- **Exercise**: Print all of the data exactly as written.

begin Data for the task

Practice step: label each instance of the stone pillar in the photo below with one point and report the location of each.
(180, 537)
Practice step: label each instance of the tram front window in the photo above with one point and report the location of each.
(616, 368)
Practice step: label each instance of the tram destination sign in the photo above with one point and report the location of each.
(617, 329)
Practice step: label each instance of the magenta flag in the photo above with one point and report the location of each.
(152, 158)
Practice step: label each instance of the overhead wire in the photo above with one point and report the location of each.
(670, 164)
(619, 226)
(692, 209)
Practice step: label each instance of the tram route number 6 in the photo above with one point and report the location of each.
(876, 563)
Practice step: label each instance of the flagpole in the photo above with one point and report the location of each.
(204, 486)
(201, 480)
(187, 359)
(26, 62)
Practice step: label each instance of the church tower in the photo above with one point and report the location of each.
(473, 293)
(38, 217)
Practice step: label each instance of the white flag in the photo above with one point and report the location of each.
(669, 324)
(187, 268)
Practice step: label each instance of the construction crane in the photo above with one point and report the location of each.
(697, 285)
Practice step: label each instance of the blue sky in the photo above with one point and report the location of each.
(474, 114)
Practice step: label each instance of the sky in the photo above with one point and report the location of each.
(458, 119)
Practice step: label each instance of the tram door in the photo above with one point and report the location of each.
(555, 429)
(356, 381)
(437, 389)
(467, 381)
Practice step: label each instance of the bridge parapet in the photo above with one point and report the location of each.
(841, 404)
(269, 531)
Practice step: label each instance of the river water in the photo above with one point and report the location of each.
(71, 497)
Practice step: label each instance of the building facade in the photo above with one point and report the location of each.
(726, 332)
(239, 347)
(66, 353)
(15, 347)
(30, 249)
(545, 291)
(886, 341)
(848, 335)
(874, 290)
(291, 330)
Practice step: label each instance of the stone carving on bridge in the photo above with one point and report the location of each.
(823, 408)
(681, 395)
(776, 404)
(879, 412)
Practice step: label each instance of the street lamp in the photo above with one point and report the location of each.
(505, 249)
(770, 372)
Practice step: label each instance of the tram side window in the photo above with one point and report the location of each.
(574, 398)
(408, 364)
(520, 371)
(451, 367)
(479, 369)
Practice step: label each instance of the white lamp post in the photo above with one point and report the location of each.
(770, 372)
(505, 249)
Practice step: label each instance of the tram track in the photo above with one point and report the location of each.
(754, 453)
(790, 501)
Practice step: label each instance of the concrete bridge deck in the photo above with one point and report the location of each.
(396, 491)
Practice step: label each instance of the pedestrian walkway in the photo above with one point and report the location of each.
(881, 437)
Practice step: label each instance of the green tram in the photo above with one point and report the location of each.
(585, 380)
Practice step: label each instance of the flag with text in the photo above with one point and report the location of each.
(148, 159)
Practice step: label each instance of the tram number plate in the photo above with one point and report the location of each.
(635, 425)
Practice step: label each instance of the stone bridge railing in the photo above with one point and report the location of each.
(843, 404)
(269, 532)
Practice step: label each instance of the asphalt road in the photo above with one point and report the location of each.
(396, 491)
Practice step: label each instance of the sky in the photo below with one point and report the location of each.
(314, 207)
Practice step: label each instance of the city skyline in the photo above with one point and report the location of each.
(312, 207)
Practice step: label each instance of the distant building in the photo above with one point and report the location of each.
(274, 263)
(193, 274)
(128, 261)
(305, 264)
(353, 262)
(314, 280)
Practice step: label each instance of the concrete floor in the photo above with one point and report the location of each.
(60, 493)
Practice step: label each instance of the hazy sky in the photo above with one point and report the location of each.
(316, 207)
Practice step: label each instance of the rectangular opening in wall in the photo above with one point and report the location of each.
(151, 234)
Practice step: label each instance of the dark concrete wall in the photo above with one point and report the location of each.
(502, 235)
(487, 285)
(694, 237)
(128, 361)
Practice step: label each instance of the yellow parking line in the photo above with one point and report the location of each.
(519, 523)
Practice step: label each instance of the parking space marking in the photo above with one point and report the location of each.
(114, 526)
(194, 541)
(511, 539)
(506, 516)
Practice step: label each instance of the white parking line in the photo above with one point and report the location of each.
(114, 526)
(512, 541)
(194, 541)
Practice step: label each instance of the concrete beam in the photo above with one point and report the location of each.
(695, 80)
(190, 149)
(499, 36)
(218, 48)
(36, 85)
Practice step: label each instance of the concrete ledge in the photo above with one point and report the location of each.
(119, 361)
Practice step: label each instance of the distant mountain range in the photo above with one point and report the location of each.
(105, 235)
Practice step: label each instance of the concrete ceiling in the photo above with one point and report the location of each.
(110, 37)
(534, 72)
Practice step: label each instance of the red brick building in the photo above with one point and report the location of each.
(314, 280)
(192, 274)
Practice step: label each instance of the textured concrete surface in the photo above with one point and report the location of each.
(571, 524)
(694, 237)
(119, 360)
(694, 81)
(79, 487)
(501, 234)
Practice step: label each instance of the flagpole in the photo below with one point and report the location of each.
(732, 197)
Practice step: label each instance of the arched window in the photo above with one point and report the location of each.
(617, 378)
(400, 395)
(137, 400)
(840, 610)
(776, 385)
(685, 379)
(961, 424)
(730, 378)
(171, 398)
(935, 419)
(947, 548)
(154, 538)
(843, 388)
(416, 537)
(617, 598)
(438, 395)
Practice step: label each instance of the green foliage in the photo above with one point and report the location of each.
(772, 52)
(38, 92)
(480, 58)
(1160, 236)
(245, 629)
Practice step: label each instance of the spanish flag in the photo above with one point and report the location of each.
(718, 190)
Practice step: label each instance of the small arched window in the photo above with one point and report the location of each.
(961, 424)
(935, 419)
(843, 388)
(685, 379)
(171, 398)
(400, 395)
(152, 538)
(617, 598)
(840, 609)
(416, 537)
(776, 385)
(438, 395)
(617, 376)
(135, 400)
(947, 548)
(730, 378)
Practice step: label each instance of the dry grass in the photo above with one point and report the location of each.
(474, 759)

end Data for the task

- **Response to the exercise**:
Practice step: label each instance of the stone pillar in the photo below with one point and report the location of each.
(180, 537)
Practice step: label each instance of the tram front window in the photo above with one point and report the location of each.
(616, 368)
Practice step: label each instance of the tram destination sign in the photo above with one point and report the location of each.
(617, 329)
Practice step: label each instance of the magenta flag in the photo above with one point and report the location of each.
(152, 158)
Practice step: label each instance of the overhead wire in the photo above with one point and report the location of each.
(670, 164)
(619, 226)
(692, 209)
Practice step: label each instance of the tram route number 6 in the photo above with one point and report the location of each.
(876, 563)
Practice step: label each instance of the flagpole in the photo above with one point and report the location of each.
(204, 486)
(201, 480)
(187, 359)
(26, 62)
Practice step: label each instance of the church tower in the photo above with one point and report the location of each.
(473, 293)
(38, 217)
Practice step: label each instance of the white flag in the photo above with one point and report the location of each.
(669, 324)
(187, 268)
Practice step: label each instance of the construction crane in the photo above with one point and report the location of each.
(697, 285)
Practice step: label each instance of the blue sky in the photo above with one point and report the location of each.
(474, 114)
Practice step: label each instance of the sky in the photo above with one point and report the location of each.
(458, 119)
Practice step: label each instance of the tram door in the photo above with one point and report the location of each.
(555, 429)
(356, 381)
(437, 389)
(467, 381)
Practice step: label each instance of the bridge parapet in the photo above with one point and report the location of each.
(841, 404)
(269, 531)
Practice step: label each instance of the river water in the photo above with one point and report the location of each.
(71, 497)
Practice step: label each instance of the building facade in the photo above with one point and report the location of each.
(726, 332)
(239, 347)
(66, 353)
(15, 347)
(30, 249)
(545, 291)
(886, 341)
(848, 335)
(874, 290)
(291, 330)
Practice step: label each instance of the stone carving on bridge in the photo above with one point and report the location of each.
(823, 408)
(681, 395)
(776, 404)
(879, 412)
Practice step: label each instance of the street lamp in the photo above with one point and report the location of each.
(505, 249)
(770, 372)
Practice step: label each instance of the tram side window in the photo above with one point and report the location of each.
(574, 398)
(408, 364)
(520, 371)
(451, 367)
(479, 369)
Practice step: label each instance of the white lamp post in the photo above with one point and report the location of each.
(770, 372)
(505, 249)
Practice step: label each instance of the tram track in the photo above with one point and report the location of each.
(754, 453)
(790, 501)
Practice step: label each instance of the concrete bridge deck in the photo above with one point and report the location of each.
(396, 491)
Practice step: label each instance of the pedestrian walkway in the photo above with one point and report the location of each.
(881, 437)
Practice step: label each instance of the green tram in the photo above with one point and report the location of each.
(585, 380)
Practice step: label each instance of the flag with text in the photo above with one point and report the location of each.
(148, 159)
Practice step: label each instance of the tram number plate in the photo above with one point and report the location of each.
(635, 425)
Practice step: label each instance of the stone bridge railing in the photo above with one point and report the location of each.
(843, 404)
(269, 532)
Practice step: label each instance of the asphalt road in the photo above with one point and report the location of each.
(396, 491)
Practice step: label each instance of the sky in the photo below with one point and report the location of each.
(314, 207)
Practice step: label each instance of the city skyline in the photo above with one point and report the location of each.
(312, 207)
Practice step: label each instance of the distant building in the photo above with one point and report the location of each.
(274, 263)
(193, 274)
(128, 261)
(305, 264)
(353, 262)
(314, 280)
Practice step: label each instance of the concrete floor in the photo above with one point and report the location of each.
(60, 493)
Practice step: label each instance of the hazy sky in the photo above with one point and report the location of each.
(316, 207)
Practice step: label each instance of the rectangular opening in wall in the photo above with one point and report the location of each.
(151, 234)
Practice step: label each instance of the dark concrete wall in the photo above with one point and report the location of each.
(502, 235)
(487, 285)
(694, 237)
(128, 361)
Practice step: label each instance of the yellow parking line in the photo above with one point and report the location of each.
(519, 523)
Practice step: label each instance of the parking space marking in the photo above with one point and report the location of each.
(114, 526)
(194, 541)
(511, 539)
(506, 516)
Practice step: label each instance of the white parking line in the photo above with one point and report the location of each.
(114, 526)
(512, 541)
(194, 541)
Practice step: label each instance of the concrete beam in the photo above with one point and report the location of each.
(695, 80)
(190, 149)
(499, 36)
(218, 48)
(36, 85)
Practice step: label each instance of the concrete ledge in the photo above with one point and report the location of each.
(119, 361)
Practice step: label each instance of the distant mountain range in the photo above with one point and report the location of each.
(105, 235)
Practice step: label each instance of the concrete ceiling in the photo above with one point and report the location of each.
(110, 37)
(534, 72)
Practice step: label each instance of the red brick building in the photo above with one point and report the location of each.
(314, 280)
(192, 274)
Practice step: label each instance of the textured concrete surface in the photo above with one point and report the location of each.
(571, 524)
(694, 237)
(119, 360)
(694, 81)
(79, 487)
(501, 234)
Practice step: label each instance of the flagpole in the photo below with one point and report the location of each.
(732, 197)
Practice step: label each instance of the arched window in the photo above with one point and report the location of each.
(617, 378)
(400, 395)
(137, 400)
(840, 610)
(776, 385)
(685, 379)
(961, 424)
(730, 378)
(171, 398)
(935, 419)
(947, 548)
(154, 538)
(843, 388)
(416, 537)
(617, 598)
(438, 395)
Practice step: label each instance of the green foliage in the photo above with one point and report the location of each.
(772, 52)
(38, 92)
(480, 58)
(1160, 236)
(245, 629)
Practice step: label each instance of the spanish flag in the photo above with one point and report the location of each.
(718, 190)
Practice step: label each instance of the small arched window in the photo above with one point and report the location of each.
(961, 424)
(935, 419)
(843, 388)
(685, 379)
(171, 398)
(400, 395)
(152, 538)
(617, 598)
(840, 609)
(416, 537)
(776, 385)
(438, 395)
(617, 376)
(135, 400)
(947, 548)
(730, 378)
Practice step: label each instance of the dry grass in the photo above with one point and report the location of each.
(474, 759)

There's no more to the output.